Douglas Review – Hannah Gadsby’s Triumphant Return

Hannah Gadsby Douglas

How do you build on a success like Nanette? Ever since that career-defining Netflix special dropped, Hannah Gasby’s fans and critics have been wondering. Douglas is the answer. Gadsby’s new show combines the principles behind Nanette – radical honesty and empathy – with new, side-splittingly funny material.

The show is opened by Grace Petrie, a self-described socialist, lesbian, and protest singer. Though an unexpected addition, Petrie wins Glasgow over with her left-wing politics and dapper style. Her four songs set the tone for the evening perfectly – political, humane, optimistic.

Gadsby herself is met with immediate applause. Though she has previously performed in Edinburgh, this is her first time in Glasgow. Her intuitive grasp of the divide between Scotland’s cities cemented her place in our hearts. It feels amazing that a room full of Glaswegians is united by our shared love for an autistic, butch lesbian. More amazing still that hundreds of people have congregated together in the year 2019 and nobody is looking at their phone. After the initial separation anxiety fades, it’s enough to simply be present and take in an incredible show.

With Douglas, Gadsby is at the height of her comic prowess. She spins yarn after yarn, connecting the threads of each joke so deftly that it looks effortless. It is impossible not to find delight in Gasby’s seamless transitions. You cannot help but marvel over how expertly she weaves each theme together until the picture is complete.

Douglas is a truthful, funny show that will forever change your perspective on the Teenage Mutant Ninja Turtles. A perfect blend of jokes and cultural commentary, Gadsby once more pushes the boundaries of comedy by expanding the genre into something altogether more heartfelt and humane than the most visible men in the business (*cough*Louis CK*cough) could ever be capable of producing.

Requests
A. In the Douglas review, who opens the show?
B. List the three terms Grace Petrie uses to describe herself in the Douglas review.
C. Continue the Douglas review past its final sentence.
The lines after this review come from a separate, unrelated source.

Given records
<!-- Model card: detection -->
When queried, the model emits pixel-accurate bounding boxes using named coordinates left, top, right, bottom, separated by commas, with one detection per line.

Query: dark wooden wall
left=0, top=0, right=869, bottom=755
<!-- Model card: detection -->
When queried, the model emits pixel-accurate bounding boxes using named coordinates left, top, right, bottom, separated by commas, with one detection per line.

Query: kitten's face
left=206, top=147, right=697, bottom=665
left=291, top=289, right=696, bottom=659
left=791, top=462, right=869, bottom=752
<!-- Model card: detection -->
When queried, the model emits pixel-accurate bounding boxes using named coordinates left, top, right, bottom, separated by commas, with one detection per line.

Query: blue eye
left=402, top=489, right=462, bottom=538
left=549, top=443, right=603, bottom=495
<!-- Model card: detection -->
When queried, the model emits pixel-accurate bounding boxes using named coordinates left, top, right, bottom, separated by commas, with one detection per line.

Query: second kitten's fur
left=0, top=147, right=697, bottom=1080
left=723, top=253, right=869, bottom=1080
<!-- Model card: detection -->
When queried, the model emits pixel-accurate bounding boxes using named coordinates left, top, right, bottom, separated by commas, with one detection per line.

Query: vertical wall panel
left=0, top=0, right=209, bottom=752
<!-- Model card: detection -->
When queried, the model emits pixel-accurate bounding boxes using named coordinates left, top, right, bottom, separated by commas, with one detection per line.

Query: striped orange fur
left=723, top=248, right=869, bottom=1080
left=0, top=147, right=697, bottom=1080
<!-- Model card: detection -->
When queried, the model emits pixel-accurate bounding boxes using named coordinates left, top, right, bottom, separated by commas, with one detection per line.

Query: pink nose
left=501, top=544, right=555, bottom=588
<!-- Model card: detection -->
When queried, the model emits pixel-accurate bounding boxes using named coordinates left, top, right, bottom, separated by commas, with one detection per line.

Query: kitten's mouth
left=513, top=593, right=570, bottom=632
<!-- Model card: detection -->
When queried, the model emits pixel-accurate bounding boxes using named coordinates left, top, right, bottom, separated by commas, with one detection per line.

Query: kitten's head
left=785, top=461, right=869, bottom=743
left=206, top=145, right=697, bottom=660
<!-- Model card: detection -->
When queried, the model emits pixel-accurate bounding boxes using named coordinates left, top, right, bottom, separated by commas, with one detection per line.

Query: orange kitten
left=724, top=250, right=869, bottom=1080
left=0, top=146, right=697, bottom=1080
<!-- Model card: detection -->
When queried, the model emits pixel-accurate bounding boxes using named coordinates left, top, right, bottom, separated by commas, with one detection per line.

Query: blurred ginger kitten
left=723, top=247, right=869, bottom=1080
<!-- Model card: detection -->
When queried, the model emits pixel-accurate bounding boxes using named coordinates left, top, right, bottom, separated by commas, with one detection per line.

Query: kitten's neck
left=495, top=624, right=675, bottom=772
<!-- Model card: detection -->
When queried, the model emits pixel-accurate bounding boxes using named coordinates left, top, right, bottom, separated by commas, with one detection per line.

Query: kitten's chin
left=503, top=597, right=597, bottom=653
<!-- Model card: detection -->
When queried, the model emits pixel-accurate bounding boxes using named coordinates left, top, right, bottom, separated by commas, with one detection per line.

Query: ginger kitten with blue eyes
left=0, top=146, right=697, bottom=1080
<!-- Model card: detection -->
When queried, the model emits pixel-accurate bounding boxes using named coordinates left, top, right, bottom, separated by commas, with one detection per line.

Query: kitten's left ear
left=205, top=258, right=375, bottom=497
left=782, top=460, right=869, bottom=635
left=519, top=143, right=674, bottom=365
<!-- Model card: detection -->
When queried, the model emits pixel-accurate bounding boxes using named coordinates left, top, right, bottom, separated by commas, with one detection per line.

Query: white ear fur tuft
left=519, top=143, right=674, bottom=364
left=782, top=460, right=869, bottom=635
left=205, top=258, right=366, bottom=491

Answers by task
A. Grace Petrie

B. Socialist, lesbian, protest singer

C.
Like Wanda Sykes, another lesbian comic whose career reached new heights through a Netflix special, Gadsby’s set is free from cruelty. The targets of Douglas all have three things in common – they’re white, they’re male, and they’re powerful. There are no cheap shots at minorities. Whether it’s Doctor Dickbiscuit (*not his real name) , whose sexist snap judgments put Hannah’s health at risk, or the entitled douche in the dog park who just wants her to smile, Gadsby only takes aim at deserving targets.

There is one ugly moment. When tickets for Douglas went on sale, it was announced that the performance would be ‘phone free’. Everybody is handed a Yondr case as we enter the theatre. Gadsby is autistic, and the glare of screens within a darkened room creates an unnecessary challenge for her. So when a woman turns on her phone during the performance, security tries to escort her out.

Spotting the conflict, Hannah pauses the show to ask what’s going on. Phone Woman says she’s checking the time since she forgot to bring a watch. “I guess it’s time to get the fuck out”, quips Hannah, with a comedian’s lightning reflexes. But then – displaying the compassion for which her work is famed – Gadsby asks security to let Phone Woman sit down and watch the rest of the show.

Critics claimed that Nanette was more lecture or monologue than traditional comedy. And perhaps they were right. But this ability to mingle different styles of communication, making something that’s uniquely hers, is Gadsby’s greatest strength. Instead of shying away from these comments, she leans into them. There is even a glorious PowerPoint presentation on art history that’s as educational as it is funny. Gadsby’s sharp observational humor will leave audiences asking questions about the male gaze long after she walks off stage.

If you haven’t managed to get tickets for the Douglas tour, there is good news: when Gadsby brings her show to the United States, it will be recorded as a Netflix special. And if you see Douglas performed live, you’re going to watch again when it airs. Hannah Gadsby is unmissable.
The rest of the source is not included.